Exercise directions:
In your copy, include every entry exactly as written but no pictures.

(Referring expression pointing data)
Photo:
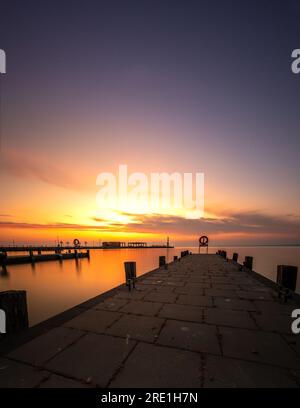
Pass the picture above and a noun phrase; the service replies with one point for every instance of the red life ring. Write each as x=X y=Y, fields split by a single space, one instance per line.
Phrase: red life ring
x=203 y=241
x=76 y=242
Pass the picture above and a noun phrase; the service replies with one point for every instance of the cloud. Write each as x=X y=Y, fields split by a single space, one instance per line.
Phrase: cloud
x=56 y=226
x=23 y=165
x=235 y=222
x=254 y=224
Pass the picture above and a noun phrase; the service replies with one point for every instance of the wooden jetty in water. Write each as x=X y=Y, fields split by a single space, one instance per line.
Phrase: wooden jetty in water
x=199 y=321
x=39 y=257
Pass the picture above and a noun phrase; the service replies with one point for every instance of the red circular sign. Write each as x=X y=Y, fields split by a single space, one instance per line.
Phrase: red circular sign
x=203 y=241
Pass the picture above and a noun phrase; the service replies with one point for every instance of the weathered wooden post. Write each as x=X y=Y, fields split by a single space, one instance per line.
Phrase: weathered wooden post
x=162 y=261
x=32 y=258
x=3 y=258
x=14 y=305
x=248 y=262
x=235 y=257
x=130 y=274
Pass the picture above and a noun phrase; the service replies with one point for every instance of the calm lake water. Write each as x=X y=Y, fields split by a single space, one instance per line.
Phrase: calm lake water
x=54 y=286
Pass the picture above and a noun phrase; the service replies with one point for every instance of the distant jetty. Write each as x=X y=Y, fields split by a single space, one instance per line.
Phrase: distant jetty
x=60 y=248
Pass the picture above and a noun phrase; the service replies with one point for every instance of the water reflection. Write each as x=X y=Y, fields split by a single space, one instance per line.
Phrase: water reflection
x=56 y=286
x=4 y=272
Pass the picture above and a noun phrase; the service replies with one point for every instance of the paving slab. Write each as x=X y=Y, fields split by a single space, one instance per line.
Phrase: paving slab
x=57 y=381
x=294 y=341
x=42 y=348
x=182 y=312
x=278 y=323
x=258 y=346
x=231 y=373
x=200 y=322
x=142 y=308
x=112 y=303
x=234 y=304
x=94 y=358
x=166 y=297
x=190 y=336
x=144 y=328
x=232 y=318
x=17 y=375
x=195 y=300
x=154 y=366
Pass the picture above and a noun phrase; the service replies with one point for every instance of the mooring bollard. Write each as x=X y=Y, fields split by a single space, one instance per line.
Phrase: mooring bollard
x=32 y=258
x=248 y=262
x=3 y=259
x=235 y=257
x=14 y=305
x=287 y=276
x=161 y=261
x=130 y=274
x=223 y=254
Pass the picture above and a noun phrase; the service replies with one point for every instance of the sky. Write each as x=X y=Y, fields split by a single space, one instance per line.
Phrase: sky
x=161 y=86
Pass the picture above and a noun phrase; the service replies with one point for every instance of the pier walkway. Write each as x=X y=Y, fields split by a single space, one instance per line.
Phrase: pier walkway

Answer to the problem:
Photo:
Pass the picture above and a noun phrase; the service replies with one point for every instance of the red life ring. Write each as x=X y=Y, fields split by a single space, one instance per line.
Phrase: red life ring
x=203 y=241
x=76 y=242
Pass the picture above and a noun phrase; the service replies with one point for every instance of the cloud. Write each as x=X y=Y, fields split by a single space, one instance per line.
Phrase: cloud
x=56 y=226
x=23 y=165
x=235 y=222
x=254 y=224
Pass the picture above and a noun phrase; the service replies with one point for every instance of the wooden jetty in water. Write each as x=X y=Y, fields split by a single space, one instance per line.
Phrase: wooden jetty in water
x=199 y=321
x=39 y=257
Pass the picture above and a noun phrase; the service replies with one point for every instance of the red circular sign. Write each as x=X y=Y, fields split by a single space, one instance per line.
Phrase: red circular sign
x=203 y=241
Pass the picture above and a noun phrase; the service replies with one point for every instance of the weathered wooden post. Write each as x=X y=Y, fields split by a single space, one instance per line.
Phrase: weathered wooden post
x=162 y=261
x=32 y=258
x=3 y=258
x=14 y=305
x=248 y=262
x=235 y=257
x=130 y=274
Pass the picture above and a noun phrase; the service replies with one point for every instance of the calm lake water. Write each as x=X y=Y, fields split by a single space, one instance per line.
Phrase: calm lake water
x=54 y=286
Pass the picture above and a noun phrase; the service replies with one point for every instance of the distant jetty. Write each as x=X y=Y, fields split by a single space, one instance per line.
Phrase: distant jetty
x=60 y=248
Pass the picture above and a noun phrase; the service replies with one point for every instance of the water reflection. Write each as x=X y=Y, fields split by a single space, one instance per line.
Phrase: water reflection
x=56 y=286
x=4 y=272
Pass the picture above and a noun phrase; the service replies with one point for every instance of the paving slab. Write each as x=X y=Y, fields split by a single space, one instance per line.
Phrase: paving slab
x=57 y=381
x=294 y=341
x=42 y=348
x=182 y=312
x=278 y=323
x=258 y=346
x=231 y=373
x=200 y=322
x=142 y=308
x=112 y=303
x=234 y=304
x=94 y=358
x=166 y=297
x=190 y=336
x=144 y=328
x=232 y=318
x=17 y=375
x=195 y=300
x=154 y=366
Pass the picture above and a noun phrase; the service replies with one point for every instance of the mooring bollard. Write each as x=X y=Y, fields split by a single space, one instance per line.
Phrase: mooring bollard
x=32 y=258
x=248 y=262
x=3 y=259
x=235 y=257
x=14 y=305
x=287 y=276
x=161 y=261
x=130 y=274
x=223 y=254
Pass the picture above and a noun phrase; the service replies with one point for every instance of the sky. Write each as x=X y=Y, fields split by a single space, one instance per line.
Phrase: sky
x=161 y=86
Pass the picture above and a noun phrase; the service replies with one point for every instance of the pier walkway. Write each as x=X y=Y, fields split by a single space, one instance per line.
Phrase: pier walkway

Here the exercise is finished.